- **Complete the following**
- a) Update the forum post about interning with a screen printer, starting at "I do not wish" and ending at "(Jun 13, 2008)", with "garage" changed to "basement".
- b) Write what comes next in the forum thread about interning with a screen printer.

- **Document segment**
......

# would like to intern with a screen printer in Cincinnati, Southwest Ohio



## tonysoprano6379 (Mar 31, 2008)

Hey guys,

Total newbie here. I have the bug for screenprinting really bad. I have reasearched classes to get my feet wet and no lucky so far.

I'd really like the opportunity to "tag along" in shop with someone to see and feel some basics of the screen printing process.

I do not wish to compete with local companies, or try to take anyones business away. My friends and i have some really cool ideas for t-shirts and want to make a run at a website, small garage operation.

Anyone local who feels like they would not mind giving a helping hand would be much appreciated.

Thanks so much,
Tony


----------



## adriancreative (Jun 13, 2008)

......

- **Collected material**
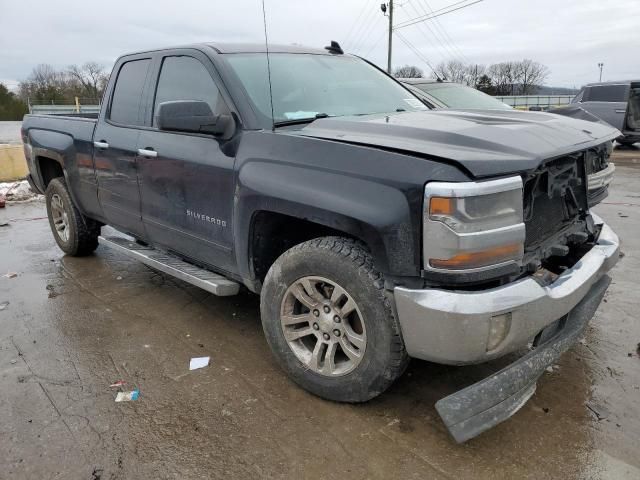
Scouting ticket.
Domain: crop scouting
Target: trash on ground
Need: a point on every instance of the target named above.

......

- **In response**
- a)
I do not wish to compete with local companies, or try to take anyones business away. My friends and i have some really cool ideas for t-shirts and want to make a run at a website, small basement operation.

Anyone local who feels like they would not mind giving a helping hand would be much appreciated.

Thanks so much,
Tony


----------



## adriancreative (Jun 13, 2008)

- b)
*Re: Cincinnati, Southwest Ohio*

Is Southeast Michigan local enough? Probably not with gas prices. I'm looking to upgrade my equipment and am also pressed for time to do something with my existing stuff since the owner of the building I lease sold it. Too bad you're not in Toledo.


----------



## Showtime Tee's (May 12, 2008)

I go to school at Xavier in Cincinnati. I am currently starting up a one man operation to run out of my house that I am leasing up there. If there is anything I can help you out with, let me know.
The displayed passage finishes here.